Text excerpt
■ ■ ■

#### 2: INCREASING RETURNS

# Self-Reinforcing Success

Networks have their own logic. When you connect all to all, curious things happen.

**Mathematics says the sum value of a network increases as the square of the number of members. In other words, as the number of nodes in a network increases arithmetically, the value of the network increases exponentially.* Adding a few more members can dramatically increase the value for all members.**

[**I use the vernacular meaning of "exponential" to mean "explosive compounded growth." Technically, n ^{2} growth should be called polynomial, or even more precisely, a quadractic; a fixed exponent (2 in this case) is applied to a growing number n. True exponential growth in mathematics entails a fixed number (say 2) that has a growing exponent, n, as in 2^{n}. The curves of some polynomials and exponentials look similar, except the exponential is even steeper; in common discourse the two are lumped together.*]

This amazing boom is not hard to visualize. Take 4 acquaintances; there are 12 distinct one-to-one friendships among them. If we add a fifth friend to the group, the friendship network increases to 20 different relations; 6 friends makes 30 connections; 7 makes 42. As the number of members goes beyond 10, the total number of relationships among the friends escalates rapidly. When the number of people (*n*) involved is large, the total number of connections can be approximated as simply *n* X *n*, or n^{2}. Thus a thousand members can have a million friendships.

The magic of n^{2} is that when you annex one more new member, you add many more connections; you get more value than you add. That's not true in the industrial world. Say you owned a milk factory, and you had 10 customers who bought milk once a day. If you increased your customer base by 10% by adding one new customer, you could expect an increase in milk sales of 10%. That's linear. But say, instead, you owned a telephone network with 10 customers who talked to each other once a day. Your customers would make about n^{2} (10^{2}), or 100 calls a day. If you added one more new customer, you increased your customer base by 10%, but you increased your calling revenue by a whopping 20% (since 11^{2} is 20% larger than 10^{2}). In a network economy, small efforts can lead to large results.

■ ■ ■

Segmentation mask data
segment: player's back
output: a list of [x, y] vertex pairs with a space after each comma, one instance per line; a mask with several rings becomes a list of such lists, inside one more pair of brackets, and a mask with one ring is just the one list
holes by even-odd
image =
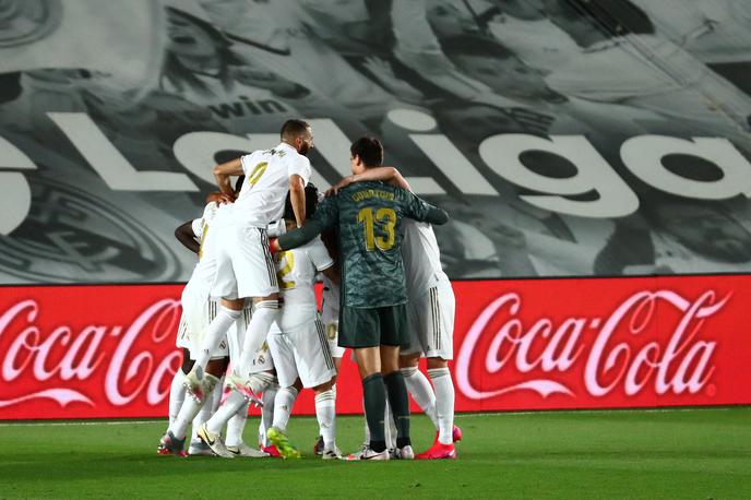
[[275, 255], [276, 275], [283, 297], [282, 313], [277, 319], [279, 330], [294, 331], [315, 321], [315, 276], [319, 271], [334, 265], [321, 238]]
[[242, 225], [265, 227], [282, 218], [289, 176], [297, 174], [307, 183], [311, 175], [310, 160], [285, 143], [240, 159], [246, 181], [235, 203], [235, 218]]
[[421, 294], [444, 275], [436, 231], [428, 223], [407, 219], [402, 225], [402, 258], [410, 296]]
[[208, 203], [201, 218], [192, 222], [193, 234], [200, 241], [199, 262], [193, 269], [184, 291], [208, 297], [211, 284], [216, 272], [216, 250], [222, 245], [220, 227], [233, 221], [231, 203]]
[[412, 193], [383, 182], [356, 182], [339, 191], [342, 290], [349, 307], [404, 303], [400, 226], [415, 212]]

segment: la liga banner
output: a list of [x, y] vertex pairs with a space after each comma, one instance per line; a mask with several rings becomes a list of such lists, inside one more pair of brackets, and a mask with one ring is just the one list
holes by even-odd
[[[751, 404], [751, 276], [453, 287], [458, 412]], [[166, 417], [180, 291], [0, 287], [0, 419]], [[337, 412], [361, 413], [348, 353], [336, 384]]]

■ ■ ■

Problems to work on
• A. Answer these questions from the increasing returns text:
(i) How many connections does the text give for a group of 7 friends?
(ii) By what percentage does the text say calling revenue rises when one customer joins the 10-customer telephone network?
(iii) In true exponential growth, what part of the expression grows?
• B. According to the increasing returns text, why is n² growth not technically exponential? Answer in one to three sentences.
• C. Reproduce the stretch of the increasing returns text from "This amazing boom" through "a million friendships.".

Expected outputs
• A.
(i) 42
(ii) 20%
(iii) The exponent, n (as in 2^n)

• B. In n² growth, a fixed exponent (2) is applied to a growing number n, which makes it polynomial, or more precisely quadratic. True exponential growth instead has a fixed number with a growing exponent n, as in 2^n.

• C.
This amazing boom is not hard to visualize. Take 4 acquaintances; there are 12 distinct one-to-one friendships among them. If we add a fifth friend to the group, the friendship network increases to 20 different relations; 6 friends makes 30 connections; 7 makes 42. As the number of members goes beyond 10, the total number of relationships among the friends escalates rapidly. When the number of people (*n*) involved is large, the total number of connections can be approximated as simply *n* X *n*, or n^{2}. Thus a thousand members can have a million friendships.